**Texte fourni**

Il est visible, en effet, que les parties d’orchestre ne portent aucune trace d’addition à la version primitive : elles ont toutes les apparences d’être celles-là mêmes qui ont servi dès la première représentation. D’autre part, l’autographe, malgré ce qu’il a de sommaire, va nous donner encore une indication précieuse, quoique pouvant rentrer dans la catégorie des « infiniment petits » : c’est, dans la marge, à l’entrée du chœur : « Quel est l’audacieux », et devant les quatre portées réservées aux voix, ces deux simples mots : « Les instruments » ; puis, dans l’air d’Orphée, devant le « Non ! », le mot tutti entre les portées où le chœur est noté et celles des parties d’orchestre. Or, déjà nous avons vu que, dans le premier chœur, ces mots : « Les instruments » s’appliquaient à la combinaison des trombones et clarinettes doublant les voix. Leur présence ici n’est pas moins significative, et vient confirmer l’idée que, le manuscrit de Gluck n’étant qu’une simple esquisse, la forme orchestrale définitive fut exécutée d’après ses indications et conformément aux ressources du théâtre, et que cette forme est celle qui nous est parvenue par les diverses copies restées à l’Opéra.

(Entrées de pointage d'objets nommés)

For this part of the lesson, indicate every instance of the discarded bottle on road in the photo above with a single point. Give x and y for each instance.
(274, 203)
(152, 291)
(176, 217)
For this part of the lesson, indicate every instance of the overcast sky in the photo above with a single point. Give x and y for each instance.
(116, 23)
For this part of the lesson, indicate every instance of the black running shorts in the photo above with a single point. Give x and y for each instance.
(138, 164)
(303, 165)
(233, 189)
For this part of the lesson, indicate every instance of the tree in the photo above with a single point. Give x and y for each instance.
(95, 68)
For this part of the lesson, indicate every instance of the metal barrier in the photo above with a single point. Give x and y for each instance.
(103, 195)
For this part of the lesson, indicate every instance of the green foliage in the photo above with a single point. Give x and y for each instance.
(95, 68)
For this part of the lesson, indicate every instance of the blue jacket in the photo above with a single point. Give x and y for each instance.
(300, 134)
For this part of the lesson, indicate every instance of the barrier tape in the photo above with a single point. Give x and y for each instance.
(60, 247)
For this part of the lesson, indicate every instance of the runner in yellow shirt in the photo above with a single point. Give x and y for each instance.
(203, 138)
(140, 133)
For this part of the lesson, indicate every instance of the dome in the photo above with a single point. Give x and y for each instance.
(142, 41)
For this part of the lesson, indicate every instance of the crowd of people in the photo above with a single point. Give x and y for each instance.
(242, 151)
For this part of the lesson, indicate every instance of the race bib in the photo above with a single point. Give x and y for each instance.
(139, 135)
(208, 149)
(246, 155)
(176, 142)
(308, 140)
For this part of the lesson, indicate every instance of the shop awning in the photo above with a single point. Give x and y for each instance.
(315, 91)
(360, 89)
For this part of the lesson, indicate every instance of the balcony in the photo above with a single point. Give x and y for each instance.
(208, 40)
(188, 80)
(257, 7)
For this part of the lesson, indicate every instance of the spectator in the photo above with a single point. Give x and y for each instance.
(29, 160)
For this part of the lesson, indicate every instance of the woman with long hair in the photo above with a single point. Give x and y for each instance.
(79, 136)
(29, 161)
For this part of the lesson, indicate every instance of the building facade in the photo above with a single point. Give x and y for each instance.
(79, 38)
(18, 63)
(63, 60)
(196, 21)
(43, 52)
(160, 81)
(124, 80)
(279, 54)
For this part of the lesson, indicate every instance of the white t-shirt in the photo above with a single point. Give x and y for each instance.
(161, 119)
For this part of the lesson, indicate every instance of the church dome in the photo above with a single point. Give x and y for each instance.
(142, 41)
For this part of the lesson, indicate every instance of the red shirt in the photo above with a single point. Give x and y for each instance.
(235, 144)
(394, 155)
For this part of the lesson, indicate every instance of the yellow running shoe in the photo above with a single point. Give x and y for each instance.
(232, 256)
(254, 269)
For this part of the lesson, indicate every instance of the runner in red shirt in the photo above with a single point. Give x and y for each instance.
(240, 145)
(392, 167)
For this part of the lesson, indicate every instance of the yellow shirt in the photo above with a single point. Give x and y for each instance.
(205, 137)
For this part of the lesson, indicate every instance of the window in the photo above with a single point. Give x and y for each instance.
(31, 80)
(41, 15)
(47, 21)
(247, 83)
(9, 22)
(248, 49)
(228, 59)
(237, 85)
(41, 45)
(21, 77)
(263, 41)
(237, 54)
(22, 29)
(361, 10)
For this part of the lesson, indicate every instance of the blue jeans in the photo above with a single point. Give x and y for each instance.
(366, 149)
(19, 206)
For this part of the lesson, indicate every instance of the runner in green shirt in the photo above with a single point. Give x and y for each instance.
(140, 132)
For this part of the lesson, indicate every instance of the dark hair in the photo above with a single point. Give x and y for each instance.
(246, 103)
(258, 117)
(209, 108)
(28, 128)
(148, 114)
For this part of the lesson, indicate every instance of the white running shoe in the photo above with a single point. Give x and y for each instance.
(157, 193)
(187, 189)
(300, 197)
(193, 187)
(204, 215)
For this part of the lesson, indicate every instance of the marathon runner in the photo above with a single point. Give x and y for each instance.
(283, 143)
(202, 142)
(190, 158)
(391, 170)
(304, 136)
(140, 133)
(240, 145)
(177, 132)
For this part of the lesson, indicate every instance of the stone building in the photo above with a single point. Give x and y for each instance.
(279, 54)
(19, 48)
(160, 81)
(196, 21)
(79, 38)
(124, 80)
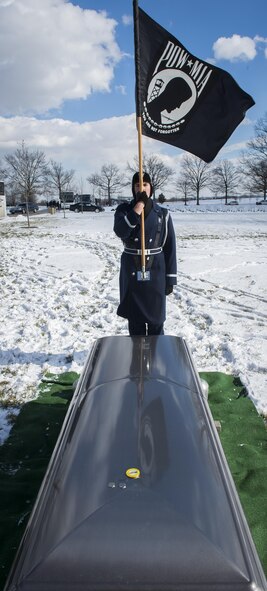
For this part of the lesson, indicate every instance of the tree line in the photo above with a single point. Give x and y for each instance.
(27, 174)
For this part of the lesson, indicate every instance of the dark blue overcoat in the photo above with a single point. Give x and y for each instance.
(145, 300)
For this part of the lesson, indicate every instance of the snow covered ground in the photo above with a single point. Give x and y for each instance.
(59, 293)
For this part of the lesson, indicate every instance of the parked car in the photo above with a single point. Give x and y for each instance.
(86, 207)
(22, 208)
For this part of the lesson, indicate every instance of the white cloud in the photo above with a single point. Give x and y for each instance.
(82, 146)
(51, 51)
(127, 20)
(235, 48)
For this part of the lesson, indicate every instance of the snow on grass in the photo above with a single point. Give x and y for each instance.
(59, 293)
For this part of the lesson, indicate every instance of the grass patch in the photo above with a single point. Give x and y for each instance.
(25, 455)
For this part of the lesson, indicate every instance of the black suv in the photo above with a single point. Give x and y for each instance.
(22, 208)
(86, 207)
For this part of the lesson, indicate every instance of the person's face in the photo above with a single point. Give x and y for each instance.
(146, 188)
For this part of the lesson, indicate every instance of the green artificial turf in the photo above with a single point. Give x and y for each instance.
(244, 439)
(25, 455)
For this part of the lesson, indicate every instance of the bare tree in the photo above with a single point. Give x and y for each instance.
(25, 171)
(254, 171)
(258, 145)
(253, 163)
(197, 173)
(155, 167)
(182, 186)
(59, 179)
(108, 181)
(225, 178)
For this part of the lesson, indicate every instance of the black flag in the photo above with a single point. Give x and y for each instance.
(181, 99)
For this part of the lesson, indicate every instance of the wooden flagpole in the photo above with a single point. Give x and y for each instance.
(143, 276)
(140, 157)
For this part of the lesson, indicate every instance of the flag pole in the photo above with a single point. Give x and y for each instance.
(144, 275)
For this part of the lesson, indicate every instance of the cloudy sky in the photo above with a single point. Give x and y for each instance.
(67, 73)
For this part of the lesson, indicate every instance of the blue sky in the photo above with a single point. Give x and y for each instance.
(67, 73)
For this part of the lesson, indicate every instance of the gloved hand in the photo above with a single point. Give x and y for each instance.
(142, 197)
(168, 289)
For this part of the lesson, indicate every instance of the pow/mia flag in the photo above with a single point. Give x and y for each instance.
(181, 99)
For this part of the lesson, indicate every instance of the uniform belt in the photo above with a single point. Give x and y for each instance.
(148, 251)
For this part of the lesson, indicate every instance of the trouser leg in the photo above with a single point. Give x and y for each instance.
(137, 328)
(155, 329)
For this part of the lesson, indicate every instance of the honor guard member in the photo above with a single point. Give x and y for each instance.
(143, 303)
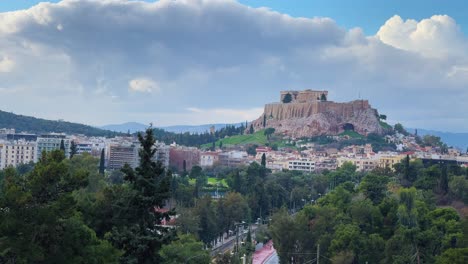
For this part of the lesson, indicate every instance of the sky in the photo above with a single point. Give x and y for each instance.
(219, 61)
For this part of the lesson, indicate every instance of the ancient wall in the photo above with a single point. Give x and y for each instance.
(303, 96)
(314, 118)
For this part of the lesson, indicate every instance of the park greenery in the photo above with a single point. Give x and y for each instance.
(37, 125)
(67, 211)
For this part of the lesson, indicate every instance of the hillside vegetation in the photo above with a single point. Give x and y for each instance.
(37, 125)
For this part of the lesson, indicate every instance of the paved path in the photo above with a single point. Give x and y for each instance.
(263, 254)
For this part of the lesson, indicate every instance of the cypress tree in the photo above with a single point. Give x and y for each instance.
(62, 146)
(73, 149)
(102, 163)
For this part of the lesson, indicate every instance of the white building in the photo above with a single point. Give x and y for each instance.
(209, 159)
(121, 154)
(51, 142)
(301, 165)
(162, 153)
(14, 153)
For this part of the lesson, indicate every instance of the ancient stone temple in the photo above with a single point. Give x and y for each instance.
(308, 113)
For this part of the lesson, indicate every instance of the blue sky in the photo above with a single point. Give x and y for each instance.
(218, 61)
(366, 14)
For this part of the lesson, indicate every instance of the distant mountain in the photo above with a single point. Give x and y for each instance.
(37, 125)
(125, 127)
(135, 127)
(458, 140)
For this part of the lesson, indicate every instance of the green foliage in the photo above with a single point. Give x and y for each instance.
(37, 125)
(263, 162)
(73, 149)
(374, 187)
(268, 132)
(40, 223)
(102, 164)
(186, 249)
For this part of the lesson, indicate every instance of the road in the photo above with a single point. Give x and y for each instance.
(273, 259)
(229, 245)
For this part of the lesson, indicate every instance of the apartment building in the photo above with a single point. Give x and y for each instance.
(14, 153)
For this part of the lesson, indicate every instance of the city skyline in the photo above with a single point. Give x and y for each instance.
(199, 62)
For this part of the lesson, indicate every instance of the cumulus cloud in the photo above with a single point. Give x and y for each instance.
(435, 36)
(143, 85)
(6, 64)
(214, 57)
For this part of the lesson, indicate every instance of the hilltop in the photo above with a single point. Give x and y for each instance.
(308, 113)
(38, 125)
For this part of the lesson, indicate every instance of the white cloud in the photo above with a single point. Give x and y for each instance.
(435, 36)
(223, 57)
(143, 85)
(6, 64)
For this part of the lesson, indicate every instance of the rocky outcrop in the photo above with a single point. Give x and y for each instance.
(306, 119)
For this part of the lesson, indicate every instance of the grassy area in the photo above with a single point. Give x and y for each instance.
(351, 134)
(257, 138)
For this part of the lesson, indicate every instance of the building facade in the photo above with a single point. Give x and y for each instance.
(51, 142)
(14, 153)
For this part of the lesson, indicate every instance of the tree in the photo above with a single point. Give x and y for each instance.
(102, 163)
(140, 233)
(400, 129)
(374, 187)
(42, 224)
(268, 132)
(73, 149)
(287, 98)
(184, 166)
(62, 146)
(186, 249)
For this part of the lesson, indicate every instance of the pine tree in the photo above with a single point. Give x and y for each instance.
(141, 234)
(102, 163)
(73, 149)
(62, 146)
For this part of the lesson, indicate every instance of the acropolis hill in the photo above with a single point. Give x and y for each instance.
(308, 113)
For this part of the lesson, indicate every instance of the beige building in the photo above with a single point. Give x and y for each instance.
(14, 153)
(387, 161)
(209, 159)
(362, 164)
(119, 155)
(301, 165)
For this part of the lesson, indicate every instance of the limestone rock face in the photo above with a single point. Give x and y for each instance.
(313, 118)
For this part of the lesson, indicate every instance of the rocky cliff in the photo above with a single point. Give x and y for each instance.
(306, 119)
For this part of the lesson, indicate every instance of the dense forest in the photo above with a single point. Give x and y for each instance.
(68, 211)
(37, 125)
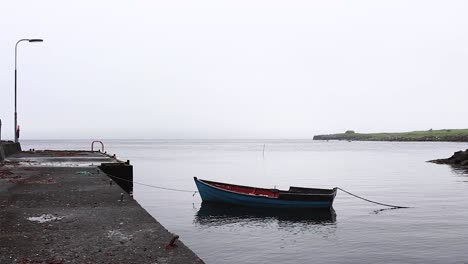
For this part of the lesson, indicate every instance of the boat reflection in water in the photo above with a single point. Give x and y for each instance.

**Tâches à réaliser**
• 1. Quelles expressions distinctes le texte sur le manuscrit de Gluck place-t-il entre guillemets ?
• 2. Poursuivez le texte sur le manuscrit de Gluck après sa dernière phrase.

**Réponses fournies**
• 1. « infiniment petits », « Quel est l'audacieux », « Les instruments », « Non ! »

• 2.
Scène ii. — Le tableau des Champs Élysées a reçu dans la partition française un développement plus considérable que celui qu’il avait dans la partition italienne ; l’énumération suivante en donnera la preuve :

Air de ballet en fa. — Existe identiquement dans les deux versions.

Air de ballet en ré mineur ; reprise du précédent ; air en ut ; solo et chœur : Cet asile aimable et tranquille. — Manquent totalement dans la partition italienne.

Scène iii. — Air d’orphée : Quel nouveau ciel, — Che puro ciel. Existe dans les deux partitions, mais a subi dans la deuxième des remaniements considérables et très intéressants à étudier. Les dessins principaux, celui des seconds violons avec le grupetto si caractéristique dont Beethoven et Berlioz ont fait, après Gluck, un non moins heureux emploi (dans la Symphonie pastorale, la scène des Sylphes dans la Damnation de Faust, etc.), la discrète batterie des altos divisés, le chant expressif du hautbois, dialoguant avec la calme mélopée de la voix, tout cela est dans les deux œuvres ; mais, dans Orfeo, cette polyphonie si limpide était compliquée par un dessin passant sans cesse de la flûte traversière au violoncelle solo, et que Gluck a supprimé, simplifiant son œuvre première pour l’amener au plus haut point de perfection.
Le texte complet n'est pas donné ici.